Every line of the material is to be repeated exactly as it stands.

Dataset rows:
********************
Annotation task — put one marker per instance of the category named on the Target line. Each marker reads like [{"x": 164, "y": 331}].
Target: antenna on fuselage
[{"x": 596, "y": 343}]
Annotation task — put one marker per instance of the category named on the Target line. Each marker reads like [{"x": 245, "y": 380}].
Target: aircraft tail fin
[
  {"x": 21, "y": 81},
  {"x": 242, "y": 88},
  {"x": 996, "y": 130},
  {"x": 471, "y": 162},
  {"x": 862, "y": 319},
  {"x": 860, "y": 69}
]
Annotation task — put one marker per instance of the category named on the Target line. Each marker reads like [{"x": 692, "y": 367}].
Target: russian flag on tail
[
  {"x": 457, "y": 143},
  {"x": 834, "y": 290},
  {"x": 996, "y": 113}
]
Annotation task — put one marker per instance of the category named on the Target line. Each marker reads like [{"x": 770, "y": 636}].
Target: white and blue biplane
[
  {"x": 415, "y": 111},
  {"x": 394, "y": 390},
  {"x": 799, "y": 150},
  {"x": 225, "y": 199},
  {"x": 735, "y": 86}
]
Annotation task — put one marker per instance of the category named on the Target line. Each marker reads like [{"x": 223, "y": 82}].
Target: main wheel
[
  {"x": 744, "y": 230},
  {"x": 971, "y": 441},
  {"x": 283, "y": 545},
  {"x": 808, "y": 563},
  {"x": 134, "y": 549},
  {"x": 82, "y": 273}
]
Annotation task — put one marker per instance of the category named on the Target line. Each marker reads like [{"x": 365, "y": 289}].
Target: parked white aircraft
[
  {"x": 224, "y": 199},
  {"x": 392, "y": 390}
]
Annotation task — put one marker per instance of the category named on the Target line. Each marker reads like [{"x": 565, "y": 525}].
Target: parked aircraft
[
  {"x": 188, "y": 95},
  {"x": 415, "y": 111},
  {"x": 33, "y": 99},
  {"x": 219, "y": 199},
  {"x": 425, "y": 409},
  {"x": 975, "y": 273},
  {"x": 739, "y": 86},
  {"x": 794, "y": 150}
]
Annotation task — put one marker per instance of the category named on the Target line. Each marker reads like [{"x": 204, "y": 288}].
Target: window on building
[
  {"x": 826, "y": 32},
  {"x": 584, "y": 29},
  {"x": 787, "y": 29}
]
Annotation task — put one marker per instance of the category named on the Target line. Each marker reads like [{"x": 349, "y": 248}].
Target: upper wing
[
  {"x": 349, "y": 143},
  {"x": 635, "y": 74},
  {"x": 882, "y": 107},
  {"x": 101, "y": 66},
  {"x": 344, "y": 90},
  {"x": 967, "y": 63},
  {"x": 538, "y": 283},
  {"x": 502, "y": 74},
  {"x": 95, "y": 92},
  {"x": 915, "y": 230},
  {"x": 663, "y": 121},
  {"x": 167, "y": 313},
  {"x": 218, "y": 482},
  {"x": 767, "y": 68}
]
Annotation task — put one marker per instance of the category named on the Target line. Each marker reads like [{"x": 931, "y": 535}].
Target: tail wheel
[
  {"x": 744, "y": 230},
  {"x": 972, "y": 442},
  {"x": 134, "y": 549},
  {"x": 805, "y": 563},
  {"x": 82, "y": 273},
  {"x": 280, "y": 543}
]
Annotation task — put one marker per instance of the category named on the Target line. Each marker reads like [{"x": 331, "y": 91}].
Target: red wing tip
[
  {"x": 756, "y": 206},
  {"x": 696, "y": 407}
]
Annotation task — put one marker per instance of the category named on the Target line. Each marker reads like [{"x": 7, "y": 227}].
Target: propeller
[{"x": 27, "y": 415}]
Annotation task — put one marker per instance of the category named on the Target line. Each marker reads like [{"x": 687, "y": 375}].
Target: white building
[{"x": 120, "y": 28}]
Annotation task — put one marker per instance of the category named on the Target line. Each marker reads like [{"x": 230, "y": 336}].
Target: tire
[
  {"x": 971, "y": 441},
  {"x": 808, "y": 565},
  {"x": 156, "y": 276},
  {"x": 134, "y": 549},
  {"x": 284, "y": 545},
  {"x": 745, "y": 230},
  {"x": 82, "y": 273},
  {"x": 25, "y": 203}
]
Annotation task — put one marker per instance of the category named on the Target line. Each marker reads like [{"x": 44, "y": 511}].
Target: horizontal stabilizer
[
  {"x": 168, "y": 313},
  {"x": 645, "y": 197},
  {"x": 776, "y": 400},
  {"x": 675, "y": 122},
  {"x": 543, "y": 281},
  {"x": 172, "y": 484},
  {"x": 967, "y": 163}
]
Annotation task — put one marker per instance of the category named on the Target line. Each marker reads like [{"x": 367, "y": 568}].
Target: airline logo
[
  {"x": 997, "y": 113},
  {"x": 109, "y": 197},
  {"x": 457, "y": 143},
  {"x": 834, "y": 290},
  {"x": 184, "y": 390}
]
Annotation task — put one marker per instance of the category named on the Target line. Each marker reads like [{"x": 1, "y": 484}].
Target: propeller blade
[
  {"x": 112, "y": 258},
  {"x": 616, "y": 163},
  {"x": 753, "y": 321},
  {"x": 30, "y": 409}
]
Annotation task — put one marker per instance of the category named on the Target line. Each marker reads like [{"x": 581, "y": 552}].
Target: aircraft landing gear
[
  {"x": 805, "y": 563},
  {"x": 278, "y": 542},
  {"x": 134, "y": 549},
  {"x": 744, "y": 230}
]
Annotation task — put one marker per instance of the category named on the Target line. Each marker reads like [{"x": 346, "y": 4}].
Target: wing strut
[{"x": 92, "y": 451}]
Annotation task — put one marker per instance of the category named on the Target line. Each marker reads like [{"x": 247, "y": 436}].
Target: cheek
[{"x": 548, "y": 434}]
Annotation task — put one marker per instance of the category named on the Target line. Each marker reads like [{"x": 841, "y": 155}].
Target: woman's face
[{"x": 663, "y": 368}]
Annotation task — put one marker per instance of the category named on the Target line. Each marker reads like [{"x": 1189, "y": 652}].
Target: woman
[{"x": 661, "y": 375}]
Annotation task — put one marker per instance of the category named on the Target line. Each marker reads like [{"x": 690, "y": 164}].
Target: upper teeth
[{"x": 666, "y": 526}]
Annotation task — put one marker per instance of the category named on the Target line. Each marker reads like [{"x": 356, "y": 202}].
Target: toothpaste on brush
********************
- _Result for this exercise_:
Annotation task — put one marker per instance of the category named on the Target line. Each marker reads like [{"x": 164, "y": 331}].
Target: antenna on fuselage
[{"x": 596, "y": 343}]
Annotation task — put one marker per instance of the category named on the Target line. Each marker reads like [{"x": 245, "y": 380}].
Target: aircraft tail fin
[
  {"x": 21, "y": 81},
  {"x": 242, "y": 88},
  {"x": 996, "y": 130},
  {"x": 471, "y": 162},
  {"x": 862, "y": 319},
  {"x": 860, "y": 69}
]
Annotation task — put one marker per instance of the category named on the Target line. Each marker reads like [{"x": 692, "y": 367}].
Target: russian flag on tail
[
  {"x": 457, "y": 143},
  {"x": 834, "y": 290},
  {"x": 996, "y": 113}
]
Annotation task — put one marker per instance of the category named on the Target line. Each marker reads like [{"x": 770, "y": 636}].
Target: white and blue biplane
[
  {"x": 415, "y": 111},
  {"x": 394, "y": 390},
  {"x": 799, "y": 150},
  {"x": 225, "y": 199},
  {"x": 735, "y": 86}
]
Annotation task — put one marker per instance of the category named on the Target line. Each marker reads like [{"x": 223, "y": 82}].
Target: main wheel
[
  {"x": 744, "y": 230},
  {"x": 971, "y": 441},
  {"x": 283, "y": 545},
  {"x": 808, "y": 563},
  {"x": 134, "y": 549},
  {"x": 82, "y": 273}
]
Annotation task — put one marker per instance of the category named on the Target line. Each marker reads like [{"x": 365, "y": 289}].
Target: parked white aircraft
[
  {"x": 224, "y": 199},
  {"x": 392, "y": 390}
]
Annotation task — put one marker per instance of the category named on the Target line. Each marker reads like [{"x": 565, "y": 525}].
Target: parked aircraft
[
  {"x": 188, "y": 95},
  {"x": 415, "y": 111},
  {"x": 33, "y": 99},
  {"x": 219, "y": 199},
  {"x": 425, "y": 409},
  {"x": 975, "y": 273},
  {"x": 739, "y": 86},
  {"x": 794, "y": 150}
]
Annotation task — put one marker per instance of the category named on the Target line. Each marker reads like [{"x": 204, "y": 288}].
Target: window on building
[
  {"x": 826, "y": 32},
  {"x": 584, "y": 29},
  {"x": 787, "y": 29}
]
Annotation task — put one marker per instance of the category named on the Target line. Each marker reads like [{"x": 349, "y": 248}].
Target: upper wing
[
  {"x": 349, "y": 143},
  {"x": 635, "y": 74},
  {"x": 882, "y": 107},
  {"x": 101, "y": 66},
  {"x": 344, "y": 90},
  {"x": 967, "y": 63},
  {"x": 538, "y": 283},
  {"x": 502, "y": 74},
  {"x": 95, "y": 92},
  {"x": 915, "y": 230},
  {"x": 663, "y": 121},
  {"x": 167, "y": 313},
  {"x": 218, "y": 482},
  {"x": 767, "y": 68}
]
Annotation task — put one marker per instance of the category named on the Target line. Each marker reads like [{"x": 931, "y": 535}].
Target: tail wheel
[
  {"x": 744, "y": 230},
  {"x": 972, "y": 442},
  {"x": 134, "y": 549},
  {"x": 805, "y": 563},
  {"x": 82, "y": 273},
  {"x": 280, "y": 543}
]
Annotation task — put one marker per instance of the category named on the Target line. Each marker reads like [{"x": 331, "y": 91}].
Target: red wing tip
[
  {"x": 756, "y": 206},
  {"x": 696, "y": 407}
]
Annotation task — put one marker per instance of the category named on the Target line. Each marker reads like [{"x": 7, "y": 227}].
Target: propeller
[{"x": 27, "y": 415}]
Annotation task — put one marker per instance of the category named on the Target line. Each marker reads like [{"x": 687, "y": 375}].
Target: white building
[{"x": 120, "y": 28}]
Annotation task — put one marker per instance of the category named on the Target line. Each marker reads like [{"x": 230, "y": 336}].
Target: tire
[
  {"x": 971, "y": 441},
  {"x": 808, "y": 565},
  {"x": 156, "y": 276},
  {"x": 134, "y": 549},
  {"x": 284, "y": 545},
  {"x": 745, "y": 230},
  {"x": 82, "y": 273},
  {"x": 25, "y": 203}
]
Annotation task — put one marker per instance of the category named on the Target line. Each marker reads like [{"x": 44, "y": 511}].
Target: horizontal stabilizer
[
  {"x": 168, "y": 313},
  {"x": 645, "y": 197},
  {"x": 776, "y": 400},
  {"x": 675, "y": 122},
  {"x": 543, "y": 281},
  {"x": 172, "y": 484},
  {"x": 967, "y": 163}
]
Annotation task — put one marker per instance of the category named on the Target line. Each marker reads like [{"x": 367, "y": 568}].
Target: airline logo
[
  {"x": 997, "y": 113},
  {"x": 109, "y": 197},
  {"x": 457, "y": 143},
  {"x": 834, "y": 290},
  {"x": 184, "y": 390}
]
Annotation task — put one marker per instance of the category named on the Target line. Each marker reads like [{"x": 1, "y": 484}].
Target: propeller blade
[
  {"x": 112, "y": 258},
  {"x": 616, "y": 163},
  {"x": 753, "y": 321},
  {"x": 30, "y": 409}
]
Annotation task — put one marker per instance of the category named on the Target line. Each marker reads like [{"x": 581, "y": 552}].
Target: aircraft landing gear
[
  {"x": 805, "y": 563},
  {"x": 278, "y": 542},
  {"x": 134, "y": 549},
  {"x": 744, "y": 230}
]
Annotation task — put one marker per instance of the category named on the Target line. Each marker reads like [{"x": 346, "y": 4}].
Target: wing strut
[{"x": 92, "y": 451}]
Annotation task — put one marker per instance of the category named on the Target line. Each marker reads like [{"x": 247, "y": 436}].
Target: cheek
[{"x": 548, "y": 434}]
Annotation task — put one marker per instance of the category named on the Target line. Each marker reads like [{"x": 841, "y": 155}].
Target: woman's face
[{"x": 663, "y": 368}]
Annotation task — put one marker per instance of the category named on the Target line. Each marker reads like [{"x": 1189, "y": 652}].
Target: woman
[{"x": 661, "y": 375}]
Annotation task — put one marker per instance of the category named on the Target line. Each marker reads like [{"x": 690, "y": 164}].
Target: upper teeth
[{"x": 666, "y": 526}]
Annotation task — put one marker per instance of the category named on the Target line. Each marker reads like [{"x": 356, "y": 202}].
Target: toothpaste on brush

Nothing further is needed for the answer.